◆ WORK INSTRUCTIONS
Repeat every record below exactly, omitting any pictures.

===== RECORDS FOR THE EXERCISE =====

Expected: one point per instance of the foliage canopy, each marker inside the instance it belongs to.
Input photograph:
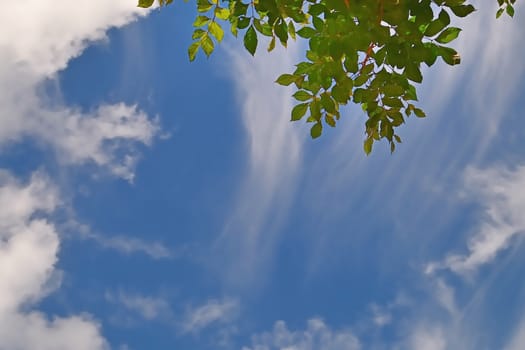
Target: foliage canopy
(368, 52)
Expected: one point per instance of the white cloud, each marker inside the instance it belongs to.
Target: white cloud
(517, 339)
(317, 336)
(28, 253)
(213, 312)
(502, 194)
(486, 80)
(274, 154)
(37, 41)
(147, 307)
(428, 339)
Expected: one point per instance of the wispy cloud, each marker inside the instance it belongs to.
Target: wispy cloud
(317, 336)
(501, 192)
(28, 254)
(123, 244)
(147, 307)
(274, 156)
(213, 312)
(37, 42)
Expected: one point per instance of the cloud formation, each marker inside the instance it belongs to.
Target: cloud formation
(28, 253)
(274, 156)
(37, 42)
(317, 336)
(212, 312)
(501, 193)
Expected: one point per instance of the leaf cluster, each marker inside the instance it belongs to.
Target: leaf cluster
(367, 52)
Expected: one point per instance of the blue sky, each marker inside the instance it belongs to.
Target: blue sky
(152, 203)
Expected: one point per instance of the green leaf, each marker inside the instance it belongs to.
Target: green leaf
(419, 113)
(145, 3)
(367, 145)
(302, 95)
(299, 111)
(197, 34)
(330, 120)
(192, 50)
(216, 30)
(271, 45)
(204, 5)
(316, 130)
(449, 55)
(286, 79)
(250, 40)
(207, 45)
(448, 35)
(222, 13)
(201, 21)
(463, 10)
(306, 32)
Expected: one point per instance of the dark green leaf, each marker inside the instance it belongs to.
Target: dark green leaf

=====

◆ RESULT OF THIS EXERCISE
Expected: one point per instance of the foliage canopy, each marker inside the instance it belongs to.
Input photograph:
Target: foliage canopy
(368, 52)
Expected: one point per instance of the white cloud, each marker inside the instance it belongs to.
Target: white cloud
(517, 339)
(317, 336)
(28, 253)
(213, 312)
(502, 194)
(486, 80)
(274, 154)
(37, 41)
(147, 307)
(428, 339)
Expected: one point per instance of the wispy cloud, each marker inside the instance it belongs to.
Target: wispy cloud
(317, 336)
(501, 192)
(28, 254)
(123, 244)
(147, 307)
(274, 156)
(213, 312)
(37, 42)
Expected: one point per instance of the cloud formation, each marker inside the instance it belongs to.
Target: cloud formation
(28, 253)
(274, 156)
(37, 42)
(317, 336)
(212, 312)
(501, 193)
Expected: one point per instance of the leaf cluster, each marker inside the instance it belongs to.
Target: leaf cluster
(367, 52)
Expected: one point per instance of the blue sky, each marker inside the instance it belongs to.
Target: blue sky
(152, 203)
Expected: one point per instance of the green leaf, each marker inside the instance it belongs to.
Target: green leaf
(419, 113)
(145, 3)
(367, 145)
(302, 95)
(299, 111)
(197, 34)
(330, 120)
(192, 50)
(216, 30)
(271, 45)
(204, 5)
(316, 130)
(449, 55)
(286, 79)
(250, 40)
(207, 45)
(448, 35)
(222, 13)
(201, 21)
(463, 10)
(306, 32)
Expected: one point per instance of the dark green leaf, each marker inside the instance it belongs to.
Target: dark green leaf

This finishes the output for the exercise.